The entries below contain pictures. Retype everything except those pictures, exactly as given.
[Data rows start]
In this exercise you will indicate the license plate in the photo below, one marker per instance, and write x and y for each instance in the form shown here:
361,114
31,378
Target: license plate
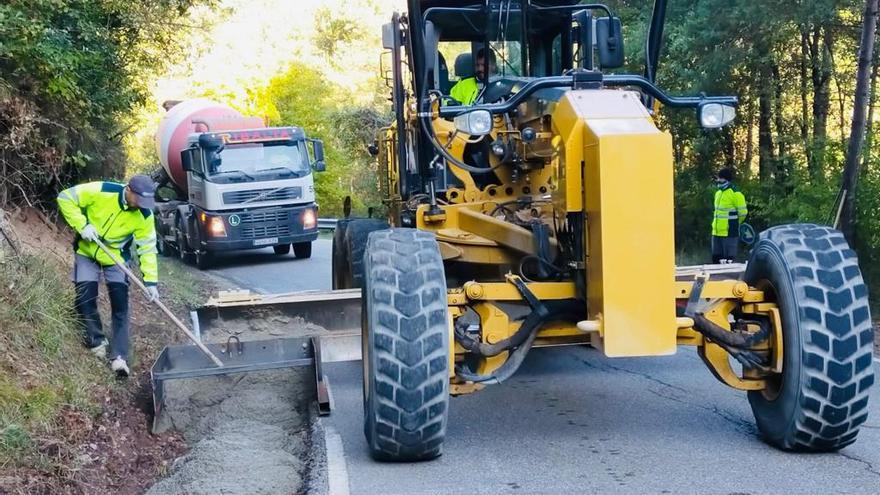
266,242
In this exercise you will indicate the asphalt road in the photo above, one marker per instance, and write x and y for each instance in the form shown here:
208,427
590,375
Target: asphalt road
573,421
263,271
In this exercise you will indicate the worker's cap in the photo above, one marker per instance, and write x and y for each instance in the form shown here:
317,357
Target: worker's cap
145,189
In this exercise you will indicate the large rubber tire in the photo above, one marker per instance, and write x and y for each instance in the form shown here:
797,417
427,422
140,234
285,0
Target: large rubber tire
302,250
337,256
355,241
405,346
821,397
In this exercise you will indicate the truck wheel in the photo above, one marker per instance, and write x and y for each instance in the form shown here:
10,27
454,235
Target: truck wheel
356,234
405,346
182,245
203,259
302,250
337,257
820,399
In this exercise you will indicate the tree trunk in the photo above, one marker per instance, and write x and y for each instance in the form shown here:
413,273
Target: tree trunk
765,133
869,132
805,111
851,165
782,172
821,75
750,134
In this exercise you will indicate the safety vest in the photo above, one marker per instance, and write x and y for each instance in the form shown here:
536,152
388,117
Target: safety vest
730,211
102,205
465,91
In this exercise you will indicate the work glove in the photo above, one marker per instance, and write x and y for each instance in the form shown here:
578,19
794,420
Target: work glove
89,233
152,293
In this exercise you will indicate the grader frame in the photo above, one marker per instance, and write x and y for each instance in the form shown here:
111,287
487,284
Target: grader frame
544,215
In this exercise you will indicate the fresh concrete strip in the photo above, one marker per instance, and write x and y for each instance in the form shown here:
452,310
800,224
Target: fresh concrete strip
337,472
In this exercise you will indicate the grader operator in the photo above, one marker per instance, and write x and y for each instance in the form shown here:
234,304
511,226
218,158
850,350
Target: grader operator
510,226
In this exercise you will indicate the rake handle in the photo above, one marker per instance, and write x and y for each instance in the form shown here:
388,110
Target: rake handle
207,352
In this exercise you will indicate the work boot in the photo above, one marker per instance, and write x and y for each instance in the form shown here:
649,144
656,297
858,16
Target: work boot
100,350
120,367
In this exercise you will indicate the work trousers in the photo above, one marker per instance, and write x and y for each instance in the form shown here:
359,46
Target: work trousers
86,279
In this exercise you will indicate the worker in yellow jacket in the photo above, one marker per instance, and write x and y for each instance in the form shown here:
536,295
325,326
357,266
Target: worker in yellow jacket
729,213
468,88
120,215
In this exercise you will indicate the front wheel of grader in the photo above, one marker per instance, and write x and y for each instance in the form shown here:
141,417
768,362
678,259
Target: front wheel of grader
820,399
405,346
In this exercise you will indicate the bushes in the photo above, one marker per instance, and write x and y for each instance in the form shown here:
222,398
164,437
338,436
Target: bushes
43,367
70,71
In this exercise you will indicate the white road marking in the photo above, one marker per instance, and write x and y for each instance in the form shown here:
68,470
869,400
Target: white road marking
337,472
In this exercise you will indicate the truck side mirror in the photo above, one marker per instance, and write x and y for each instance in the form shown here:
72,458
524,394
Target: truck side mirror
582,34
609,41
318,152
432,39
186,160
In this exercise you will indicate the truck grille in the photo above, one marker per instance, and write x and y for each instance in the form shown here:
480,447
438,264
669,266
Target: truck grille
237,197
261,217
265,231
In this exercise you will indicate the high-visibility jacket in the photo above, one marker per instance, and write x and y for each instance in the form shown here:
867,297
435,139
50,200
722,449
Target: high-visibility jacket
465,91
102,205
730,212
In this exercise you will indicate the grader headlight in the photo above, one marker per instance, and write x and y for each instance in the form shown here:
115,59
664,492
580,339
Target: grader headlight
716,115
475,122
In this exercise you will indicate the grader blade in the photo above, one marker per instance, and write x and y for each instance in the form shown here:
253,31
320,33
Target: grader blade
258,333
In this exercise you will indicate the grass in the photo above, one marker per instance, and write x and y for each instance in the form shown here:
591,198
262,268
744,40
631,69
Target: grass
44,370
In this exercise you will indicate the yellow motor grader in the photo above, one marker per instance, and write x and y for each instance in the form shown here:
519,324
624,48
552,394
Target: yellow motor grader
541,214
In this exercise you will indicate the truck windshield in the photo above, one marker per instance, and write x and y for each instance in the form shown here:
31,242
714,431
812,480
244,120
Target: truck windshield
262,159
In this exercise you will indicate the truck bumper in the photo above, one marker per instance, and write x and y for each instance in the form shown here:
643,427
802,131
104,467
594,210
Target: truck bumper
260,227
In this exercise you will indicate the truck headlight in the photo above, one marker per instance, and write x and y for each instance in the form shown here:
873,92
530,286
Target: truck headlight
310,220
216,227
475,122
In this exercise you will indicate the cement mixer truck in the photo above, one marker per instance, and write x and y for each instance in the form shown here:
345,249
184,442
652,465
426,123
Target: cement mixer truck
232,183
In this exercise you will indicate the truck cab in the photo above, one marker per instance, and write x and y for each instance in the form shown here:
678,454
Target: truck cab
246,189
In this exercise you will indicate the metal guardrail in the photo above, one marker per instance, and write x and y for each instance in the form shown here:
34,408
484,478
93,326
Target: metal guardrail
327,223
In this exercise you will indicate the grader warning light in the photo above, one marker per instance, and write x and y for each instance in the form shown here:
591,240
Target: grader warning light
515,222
[Data rows end]
* _Result below_:
In this exercise you will indicate the license plate in the photo below, one marker per instance, and write x and y for each instance in the form shown here:
361,114
31,378
Target: license plate
266,242
In this exercise you will indicate the asphalt road in the photo above, one marker per instance, and write x and y for each instance in the form shown here:
208,427
590,375
Target: asphalt road
573,421
263,271
In this exercise you will indicate the worker's cap in the photo above, one marker per instance, and write x and y for each instance in the form shown here:
317,357
Target: worker's cap
145,189
In this exercise you will indicate the large rubber tire in the photo above, one marker per instance, and write x and y for each instance in the form shown here:
797,417
427,422
140,234
285,0
Target: large rubber tire
302,250
337,256
355,241
405,346
821,397
In this exercise you will indicate the truck wheel in the photo above, one marker per instance, and write x and y for each instance in the form shown here:
10,27
454,235
Target: truck wheel
356,234
405,346
182,245
203,259
302,250
337,257
820,399
In this exercise you will indicate the tree trunk in the photo above, one marker per instance, and write x and y for each instance in the form shown here:
413,273
Target: tree trunk
765,133
869,132
805,111
851,165
782,172
821,75
750,134
In this exercise you will indicate the safety vest in the photo above, one marker per instance, and write x and y for each instance in the form shown here:
536,152
388,117
Target: safety vest
730,211
102,205
465,91
In this exercise you will indicate the work glove in the photo above, one marker per instance, and write x and y for each instance in the form shown here:
578,19
794,420
Target: work glove
89,233
152,293
In this exercise you will indicate the grader frame in the photo above, one marker per instance, and write x and y for each instance in the form shown here:
111,287
487,284
Target: grader frame
544,215
In this exercise you will indicate the fresh concrete strip in the photo above, one marker per instance, and write x and y for each instance in the form shown here:
452,310
800,224
Target: fresh concrete strip
337,472
In this exercise you will indicate the grader operator in the photo above, one marker per instance, and write x and y for each instance in the form shown here:
234,304
511,226
218,158
850,350
Target: grader operator
510,226
In this exercise you will indicate the rake handle in the photo above, one marker per instance, and write x and y for each instance in the form shown here:
388,110
Target: rake handle
207,352
In this exercise you will indicate the work boot in the photo above, one marker per instance, and write x and y for each instance in the form shown here:
649,144
656,297
858,16
Target: work boot
100,350
120,367
In this exercise you will indicate the work trousers in the photo above, one marker per instance, and write x and y for each instance in the form shown here:
359,46
Target: work trousers
86,279
In this exercise you will indicate the worker in yellow jacket in the photo above, one marker per instance, and write x and y for each instance in the form shown here:
536,295
325,326
357,266
Target: worker in yellow jacket
729,213
468,88
120,215
In this exercise you will indicate the front wheel of grader in the photo above, one marker per instance, and write x and y for each instance in the form shown here:
141,417
768,362
678,259
Target: front wheel of grader
820,399
405,346
In this exercise you will indicate the bushes in the photo above, one marker per instance, and write x and y for each instance in the form shown here:
222,398
164,437
338,436
Target: bushes
43,367
70,71
In this exercise you will indicate the white road marking in the photo above, one marker per instance, and write x and y for each instance in the form shown here:
68,470
869,400
Target: white road marking
337,472
In this exercise you will indicate the truck side mirror in the photo above, one marker per instance, and write x and y for each instance in the form shown here:
72,458
524,394
Target: truck side mirror
582,34
609,41
318,152
432,39
186,160
In this exercise you will indicate the truck grille in the photo above, one marker per instance, and write x and y for each instance in the form shown here:
480,447
438,264
669,266
Target: truck grille
237,197
261,217
265,231
In this exercise you will indicate the high-visibility jacket in the photo above, one marker per instance, and write x and y for each instance in the form shown here:
867,297
435,139
50,200
722,449
Target: high-visibility jacket
465,91
102,205
730,212
In this exercise you will indicate the grader headlight in the photo above, one marker per instance, and write x and y for each instance in the form shown here:
115,59
664,492
580,339
Target: grader headlight
716,115
475,122
In this exercise you will indicate the grader blade in the photo above, one marker per instance, and write x and y for each instance in the form shown here:
253,31
320,33
Target: grader blade
258,333
In this exercise you will indicate the grass in the photo above, one marker per instance, and write x and y for each instance in the form shown here:
591,198
262,268
744,40
631,69
Target: grass
44,370
In this exercise you will indicate the yellow motor grader in the photo above, one marker per instance, and write x and y for each instance in the form shown here:
519,324
624,48
552,394
Target: yellow motor grader
541,214
In this exercise you will indicate the truck windshield in the photo above, one marker per instance, and write x and y for each instance in the form shown here:
31,242
714,431
812,480
244,120
Target: truck windshield
262,159
In this exercise you will indicate the truck bumper in the photo above, one marker per instance, and write x and y for each instance in the form shown here:
643,427
802,131
104,467
594,210
Target: truck bumper
260,227
In this exercise you will indicate the truck headlight in the photo above, one marker per instance, and write x and y for each instance in the form shown here:
873,92
530,286
Target: truck headlight
310,220
216,227
475,122
In this exercise you will indicate the cement mixer truck in the photo above, one marker per instance, and write x and y for each instance in the form shown here:
345,249
184,442
652,465
426,123
Target: cement mixer truck
232,183
In this exercise you will indicate the truck cab in the photo above, one marker per instance, and write x and y for each instance in the form shown here:
678,454
Target: truck cab
246,189
In this exercise you will indicate the metal guardrail in the photo above, one marker per instance, and write x and y for each instance in the form shown here:
34,408
484,478
93,326
Target: metal guardrail
327,223
In this exercise you will indicate the grader warning light in the photo above, one marker per instance, and write x and y for each instance in the form shown here:
591,240
Target: grader warning light
515,222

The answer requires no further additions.